Return the lines of the data below exactly. Start at the first and end with the line containing "Where can you spot the drainpipe".

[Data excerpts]
-------

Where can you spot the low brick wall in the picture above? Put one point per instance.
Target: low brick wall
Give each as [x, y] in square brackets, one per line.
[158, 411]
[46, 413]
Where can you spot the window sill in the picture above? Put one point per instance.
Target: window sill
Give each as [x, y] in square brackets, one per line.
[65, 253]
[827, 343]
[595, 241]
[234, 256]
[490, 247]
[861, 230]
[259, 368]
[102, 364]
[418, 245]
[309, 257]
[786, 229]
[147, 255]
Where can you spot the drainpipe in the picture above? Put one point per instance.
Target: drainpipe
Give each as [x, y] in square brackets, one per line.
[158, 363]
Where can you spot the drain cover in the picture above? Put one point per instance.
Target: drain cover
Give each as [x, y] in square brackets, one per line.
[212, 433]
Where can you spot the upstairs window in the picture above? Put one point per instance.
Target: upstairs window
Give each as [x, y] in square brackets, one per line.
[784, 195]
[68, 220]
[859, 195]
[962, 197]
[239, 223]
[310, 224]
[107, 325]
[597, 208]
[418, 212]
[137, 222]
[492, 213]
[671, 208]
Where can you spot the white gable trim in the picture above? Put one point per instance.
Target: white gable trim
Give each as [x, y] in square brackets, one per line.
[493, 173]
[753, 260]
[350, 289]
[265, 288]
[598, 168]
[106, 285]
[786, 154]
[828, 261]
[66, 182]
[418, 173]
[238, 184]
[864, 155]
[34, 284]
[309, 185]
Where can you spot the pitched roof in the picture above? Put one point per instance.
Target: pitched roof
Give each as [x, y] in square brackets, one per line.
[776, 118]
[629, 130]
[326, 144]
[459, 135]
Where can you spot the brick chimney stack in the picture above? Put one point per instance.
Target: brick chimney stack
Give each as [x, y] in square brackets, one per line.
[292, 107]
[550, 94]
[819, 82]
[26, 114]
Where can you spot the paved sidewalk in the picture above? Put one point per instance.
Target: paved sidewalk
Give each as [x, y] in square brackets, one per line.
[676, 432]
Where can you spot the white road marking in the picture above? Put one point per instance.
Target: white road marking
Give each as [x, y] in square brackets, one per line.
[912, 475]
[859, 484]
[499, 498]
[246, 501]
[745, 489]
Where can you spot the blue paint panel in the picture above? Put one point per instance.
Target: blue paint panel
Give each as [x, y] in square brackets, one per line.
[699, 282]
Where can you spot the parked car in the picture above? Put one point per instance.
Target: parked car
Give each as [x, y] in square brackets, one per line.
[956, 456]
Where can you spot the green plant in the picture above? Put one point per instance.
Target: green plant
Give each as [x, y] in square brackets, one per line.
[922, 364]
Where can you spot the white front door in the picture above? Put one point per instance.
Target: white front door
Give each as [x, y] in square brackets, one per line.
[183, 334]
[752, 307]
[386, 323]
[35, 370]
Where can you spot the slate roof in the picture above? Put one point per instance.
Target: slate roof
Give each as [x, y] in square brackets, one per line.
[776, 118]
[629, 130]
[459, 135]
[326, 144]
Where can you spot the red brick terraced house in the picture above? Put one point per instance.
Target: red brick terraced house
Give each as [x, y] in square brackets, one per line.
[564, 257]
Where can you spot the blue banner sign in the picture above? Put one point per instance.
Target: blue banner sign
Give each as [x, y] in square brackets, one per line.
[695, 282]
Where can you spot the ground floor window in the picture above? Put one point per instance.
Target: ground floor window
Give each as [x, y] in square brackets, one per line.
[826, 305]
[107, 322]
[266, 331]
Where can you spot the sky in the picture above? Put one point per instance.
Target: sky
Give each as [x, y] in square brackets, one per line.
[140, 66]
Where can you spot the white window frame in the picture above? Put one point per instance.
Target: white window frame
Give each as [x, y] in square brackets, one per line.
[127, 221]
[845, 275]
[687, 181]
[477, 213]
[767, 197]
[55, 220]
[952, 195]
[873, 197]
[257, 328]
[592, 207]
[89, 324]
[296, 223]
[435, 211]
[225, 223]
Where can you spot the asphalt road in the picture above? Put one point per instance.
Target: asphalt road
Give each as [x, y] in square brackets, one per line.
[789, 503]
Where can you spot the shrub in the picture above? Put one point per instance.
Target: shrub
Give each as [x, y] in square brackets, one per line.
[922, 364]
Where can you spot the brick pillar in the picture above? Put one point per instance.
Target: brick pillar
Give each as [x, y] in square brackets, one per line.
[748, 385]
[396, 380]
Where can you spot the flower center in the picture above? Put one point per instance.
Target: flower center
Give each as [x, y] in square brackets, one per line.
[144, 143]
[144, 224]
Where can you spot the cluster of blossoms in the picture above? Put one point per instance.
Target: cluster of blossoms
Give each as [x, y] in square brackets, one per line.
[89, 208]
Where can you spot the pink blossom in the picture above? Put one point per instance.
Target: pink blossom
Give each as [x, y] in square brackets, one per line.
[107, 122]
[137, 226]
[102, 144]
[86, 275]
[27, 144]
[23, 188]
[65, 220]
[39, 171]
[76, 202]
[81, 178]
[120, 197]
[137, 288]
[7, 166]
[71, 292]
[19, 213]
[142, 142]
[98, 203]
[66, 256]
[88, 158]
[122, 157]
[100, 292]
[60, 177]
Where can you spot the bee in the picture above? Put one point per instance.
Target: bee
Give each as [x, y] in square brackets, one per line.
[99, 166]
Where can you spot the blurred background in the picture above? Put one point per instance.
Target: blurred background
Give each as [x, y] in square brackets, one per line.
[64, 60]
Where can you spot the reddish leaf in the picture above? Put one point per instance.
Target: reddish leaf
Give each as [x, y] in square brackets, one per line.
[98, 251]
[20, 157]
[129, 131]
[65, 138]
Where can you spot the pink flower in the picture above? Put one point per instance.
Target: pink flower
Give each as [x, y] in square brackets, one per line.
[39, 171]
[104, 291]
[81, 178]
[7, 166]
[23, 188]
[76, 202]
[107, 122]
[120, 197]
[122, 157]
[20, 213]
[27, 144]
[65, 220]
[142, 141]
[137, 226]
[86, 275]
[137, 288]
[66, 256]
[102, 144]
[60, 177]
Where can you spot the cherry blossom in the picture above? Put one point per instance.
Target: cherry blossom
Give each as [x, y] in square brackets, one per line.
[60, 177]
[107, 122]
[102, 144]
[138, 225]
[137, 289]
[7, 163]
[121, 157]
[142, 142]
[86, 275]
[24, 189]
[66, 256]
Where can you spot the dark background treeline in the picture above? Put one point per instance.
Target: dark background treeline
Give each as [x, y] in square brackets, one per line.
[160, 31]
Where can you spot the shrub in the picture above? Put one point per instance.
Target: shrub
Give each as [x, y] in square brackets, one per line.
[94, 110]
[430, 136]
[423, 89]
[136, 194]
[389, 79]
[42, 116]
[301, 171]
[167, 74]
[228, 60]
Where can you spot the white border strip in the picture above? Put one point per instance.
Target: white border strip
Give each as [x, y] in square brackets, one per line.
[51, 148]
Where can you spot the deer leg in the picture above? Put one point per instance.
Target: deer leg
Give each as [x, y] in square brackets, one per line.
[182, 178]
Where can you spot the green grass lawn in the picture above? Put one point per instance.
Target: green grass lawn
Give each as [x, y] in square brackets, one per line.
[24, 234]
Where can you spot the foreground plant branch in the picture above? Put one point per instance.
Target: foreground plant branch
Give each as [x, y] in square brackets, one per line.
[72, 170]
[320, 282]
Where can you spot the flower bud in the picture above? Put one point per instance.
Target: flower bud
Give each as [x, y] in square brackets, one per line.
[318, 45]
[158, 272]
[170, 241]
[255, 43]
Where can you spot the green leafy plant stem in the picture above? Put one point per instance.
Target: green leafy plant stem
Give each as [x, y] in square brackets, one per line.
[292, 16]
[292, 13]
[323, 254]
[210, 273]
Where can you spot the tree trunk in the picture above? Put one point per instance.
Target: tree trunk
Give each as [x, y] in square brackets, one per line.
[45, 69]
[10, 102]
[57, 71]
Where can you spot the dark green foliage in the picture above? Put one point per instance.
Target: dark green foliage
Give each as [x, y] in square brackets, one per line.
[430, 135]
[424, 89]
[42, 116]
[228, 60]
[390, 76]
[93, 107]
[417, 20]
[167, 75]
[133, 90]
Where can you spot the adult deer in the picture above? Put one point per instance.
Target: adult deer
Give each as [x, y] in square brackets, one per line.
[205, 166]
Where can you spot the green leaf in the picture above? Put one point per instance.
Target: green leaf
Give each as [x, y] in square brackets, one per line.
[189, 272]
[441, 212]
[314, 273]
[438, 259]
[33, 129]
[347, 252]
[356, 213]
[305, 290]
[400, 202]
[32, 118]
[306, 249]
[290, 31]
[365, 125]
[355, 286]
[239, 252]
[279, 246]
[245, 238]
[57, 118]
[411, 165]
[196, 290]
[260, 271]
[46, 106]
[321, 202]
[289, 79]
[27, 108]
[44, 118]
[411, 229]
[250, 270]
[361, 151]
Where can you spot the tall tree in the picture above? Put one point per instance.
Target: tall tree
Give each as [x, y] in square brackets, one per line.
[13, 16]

-------

### SOLVED PROBLEM
Where can you spot the low brick wall in the picture above? Put one point per instance.
Target: low brick wall
Give each as [x, y] in square brackets, one per line.
[158, 411]
[46, 413]
Where can you spot the window sill in the picture above? Put one point per instance.
Target: window sill
Give each as [x, y] in square brackets, one per line.
[65, 253]
[827, 343]
[595, 241]
[234, 256]
[490, 247]
[861, 230]
[259, 368]
[102, 364]
[418, 245]
[309, 257]
[786, 229]
[147, 255]
Where can you spot the drainpipe in the picture above? Put one point per instance.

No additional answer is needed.